> **Requirement**
Identify each line below that contains the string "door", and copy every such line in full. Uppercase and lowercase letters count as different.

> **Records for the exercise**
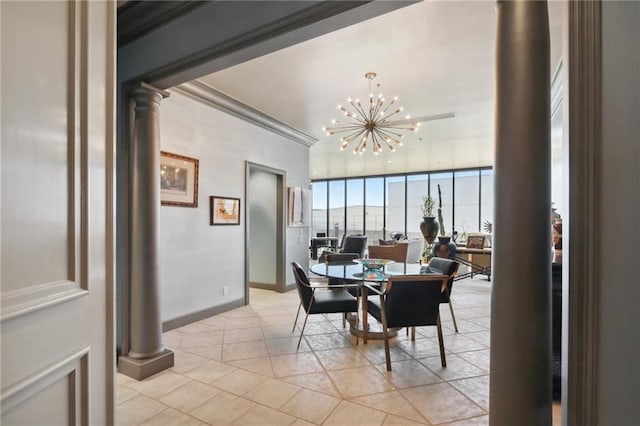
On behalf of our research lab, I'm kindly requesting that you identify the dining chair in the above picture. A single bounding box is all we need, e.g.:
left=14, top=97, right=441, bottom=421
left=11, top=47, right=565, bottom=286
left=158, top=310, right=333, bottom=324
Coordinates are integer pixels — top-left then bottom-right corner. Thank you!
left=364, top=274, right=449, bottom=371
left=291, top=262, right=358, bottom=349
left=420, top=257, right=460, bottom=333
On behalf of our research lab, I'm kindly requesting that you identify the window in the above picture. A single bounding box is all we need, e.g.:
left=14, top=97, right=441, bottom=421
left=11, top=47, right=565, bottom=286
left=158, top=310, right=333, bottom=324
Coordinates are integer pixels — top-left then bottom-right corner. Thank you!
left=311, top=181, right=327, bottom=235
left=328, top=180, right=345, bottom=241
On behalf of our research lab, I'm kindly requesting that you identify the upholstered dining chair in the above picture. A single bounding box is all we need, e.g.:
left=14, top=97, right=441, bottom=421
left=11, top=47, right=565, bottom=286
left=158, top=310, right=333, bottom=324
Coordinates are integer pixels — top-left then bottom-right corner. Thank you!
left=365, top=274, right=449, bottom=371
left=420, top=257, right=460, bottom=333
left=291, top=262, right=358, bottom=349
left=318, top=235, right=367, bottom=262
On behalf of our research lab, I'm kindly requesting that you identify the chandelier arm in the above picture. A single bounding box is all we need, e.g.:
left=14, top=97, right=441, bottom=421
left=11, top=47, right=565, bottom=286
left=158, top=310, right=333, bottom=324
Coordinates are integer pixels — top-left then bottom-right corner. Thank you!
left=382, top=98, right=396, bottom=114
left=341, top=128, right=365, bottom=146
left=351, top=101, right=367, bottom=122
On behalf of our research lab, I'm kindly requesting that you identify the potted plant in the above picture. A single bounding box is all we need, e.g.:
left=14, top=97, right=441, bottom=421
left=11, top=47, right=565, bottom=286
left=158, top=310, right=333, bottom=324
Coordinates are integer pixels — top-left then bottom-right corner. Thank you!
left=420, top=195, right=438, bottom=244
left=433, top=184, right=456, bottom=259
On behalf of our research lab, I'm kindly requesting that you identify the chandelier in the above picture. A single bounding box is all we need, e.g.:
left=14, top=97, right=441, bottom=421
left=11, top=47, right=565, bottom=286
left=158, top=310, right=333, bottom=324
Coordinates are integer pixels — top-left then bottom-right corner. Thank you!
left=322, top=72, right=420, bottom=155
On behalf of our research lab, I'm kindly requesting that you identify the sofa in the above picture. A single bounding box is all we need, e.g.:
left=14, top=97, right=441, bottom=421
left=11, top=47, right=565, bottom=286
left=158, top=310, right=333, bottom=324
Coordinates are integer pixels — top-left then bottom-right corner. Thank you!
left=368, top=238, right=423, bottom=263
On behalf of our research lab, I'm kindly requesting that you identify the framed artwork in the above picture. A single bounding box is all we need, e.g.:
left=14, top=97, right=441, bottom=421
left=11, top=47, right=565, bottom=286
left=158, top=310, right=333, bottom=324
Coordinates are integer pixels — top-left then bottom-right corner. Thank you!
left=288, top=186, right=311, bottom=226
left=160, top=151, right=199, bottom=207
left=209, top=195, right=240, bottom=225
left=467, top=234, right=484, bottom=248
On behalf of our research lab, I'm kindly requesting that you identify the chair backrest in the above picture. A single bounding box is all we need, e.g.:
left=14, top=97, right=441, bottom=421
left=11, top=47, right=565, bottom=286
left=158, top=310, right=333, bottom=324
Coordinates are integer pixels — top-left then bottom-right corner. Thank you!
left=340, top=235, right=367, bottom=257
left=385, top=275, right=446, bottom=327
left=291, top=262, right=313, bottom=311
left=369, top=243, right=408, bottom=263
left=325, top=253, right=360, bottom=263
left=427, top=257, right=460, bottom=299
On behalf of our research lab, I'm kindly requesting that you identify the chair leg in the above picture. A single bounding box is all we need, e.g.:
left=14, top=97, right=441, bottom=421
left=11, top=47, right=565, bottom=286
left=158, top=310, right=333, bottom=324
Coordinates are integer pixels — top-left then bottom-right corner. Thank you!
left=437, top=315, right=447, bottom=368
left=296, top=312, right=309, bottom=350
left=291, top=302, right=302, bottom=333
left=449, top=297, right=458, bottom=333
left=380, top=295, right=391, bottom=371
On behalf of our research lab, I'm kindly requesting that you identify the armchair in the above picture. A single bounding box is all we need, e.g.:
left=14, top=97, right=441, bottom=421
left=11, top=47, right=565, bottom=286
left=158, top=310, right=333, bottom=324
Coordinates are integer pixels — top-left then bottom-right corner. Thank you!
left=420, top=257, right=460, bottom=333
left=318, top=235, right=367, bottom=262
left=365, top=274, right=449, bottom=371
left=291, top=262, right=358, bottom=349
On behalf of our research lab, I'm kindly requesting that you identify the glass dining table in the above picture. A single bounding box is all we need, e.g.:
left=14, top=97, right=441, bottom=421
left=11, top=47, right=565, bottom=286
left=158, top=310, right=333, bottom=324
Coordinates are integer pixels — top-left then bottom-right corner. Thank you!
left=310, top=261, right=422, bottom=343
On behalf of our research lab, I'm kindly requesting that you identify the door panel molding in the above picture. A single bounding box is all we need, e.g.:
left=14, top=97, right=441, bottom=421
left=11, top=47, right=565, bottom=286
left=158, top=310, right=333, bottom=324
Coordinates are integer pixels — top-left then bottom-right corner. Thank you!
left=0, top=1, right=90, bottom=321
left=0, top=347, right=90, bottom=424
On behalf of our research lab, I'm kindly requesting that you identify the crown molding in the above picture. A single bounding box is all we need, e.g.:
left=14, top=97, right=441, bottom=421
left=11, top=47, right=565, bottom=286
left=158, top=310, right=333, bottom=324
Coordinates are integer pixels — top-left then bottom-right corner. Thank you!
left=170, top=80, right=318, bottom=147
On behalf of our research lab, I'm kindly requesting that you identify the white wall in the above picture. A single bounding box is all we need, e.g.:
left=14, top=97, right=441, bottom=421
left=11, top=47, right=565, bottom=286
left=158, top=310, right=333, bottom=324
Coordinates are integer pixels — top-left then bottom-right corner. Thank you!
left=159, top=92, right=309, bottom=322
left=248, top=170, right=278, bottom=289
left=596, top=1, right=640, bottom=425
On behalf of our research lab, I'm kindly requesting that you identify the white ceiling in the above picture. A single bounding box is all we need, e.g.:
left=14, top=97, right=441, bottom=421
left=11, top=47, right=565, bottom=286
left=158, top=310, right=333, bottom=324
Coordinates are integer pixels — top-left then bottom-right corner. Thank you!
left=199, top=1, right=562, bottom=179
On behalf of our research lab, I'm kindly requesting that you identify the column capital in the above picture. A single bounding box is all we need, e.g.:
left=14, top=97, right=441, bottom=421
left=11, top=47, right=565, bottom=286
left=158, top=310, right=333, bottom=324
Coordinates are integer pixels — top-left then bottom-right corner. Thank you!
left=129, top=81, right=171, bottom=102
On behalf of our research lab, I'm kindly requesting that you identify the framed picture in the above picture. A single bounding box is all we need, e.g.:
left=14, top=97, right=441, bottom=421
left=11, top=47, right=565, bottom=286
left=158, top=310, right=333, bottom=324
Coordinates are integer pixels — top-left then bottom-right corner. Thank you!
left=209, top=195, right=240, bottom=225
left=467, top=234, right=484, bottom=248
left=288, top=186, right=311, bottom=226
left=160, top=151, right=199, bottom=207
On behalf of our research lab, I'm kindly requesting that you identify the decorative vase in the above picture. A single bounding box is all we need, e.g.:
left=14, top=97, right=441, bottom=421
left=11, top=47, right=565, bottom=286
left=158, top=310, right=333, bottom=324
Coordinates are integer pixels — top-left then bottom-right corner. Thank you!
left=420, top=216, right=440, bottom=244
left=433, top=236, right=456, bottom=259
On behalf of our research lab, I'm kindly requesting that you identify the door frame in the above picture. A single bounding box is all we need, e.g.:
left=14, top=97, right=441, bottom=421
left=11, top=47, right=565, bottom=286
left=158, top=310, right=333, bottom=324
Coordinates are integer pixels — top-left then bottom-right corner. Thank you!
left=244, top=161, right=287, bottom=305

> **Correct output**
On behalf of our research lab, I'm kindly requesting that you identify the door panel molding in the above picture. A single bounding box is all we need, e.g.:
On behalf of our research lab, I'm kindly requesting that you identify the door frame in the above picture. A single bounding box is all we need, e.g.:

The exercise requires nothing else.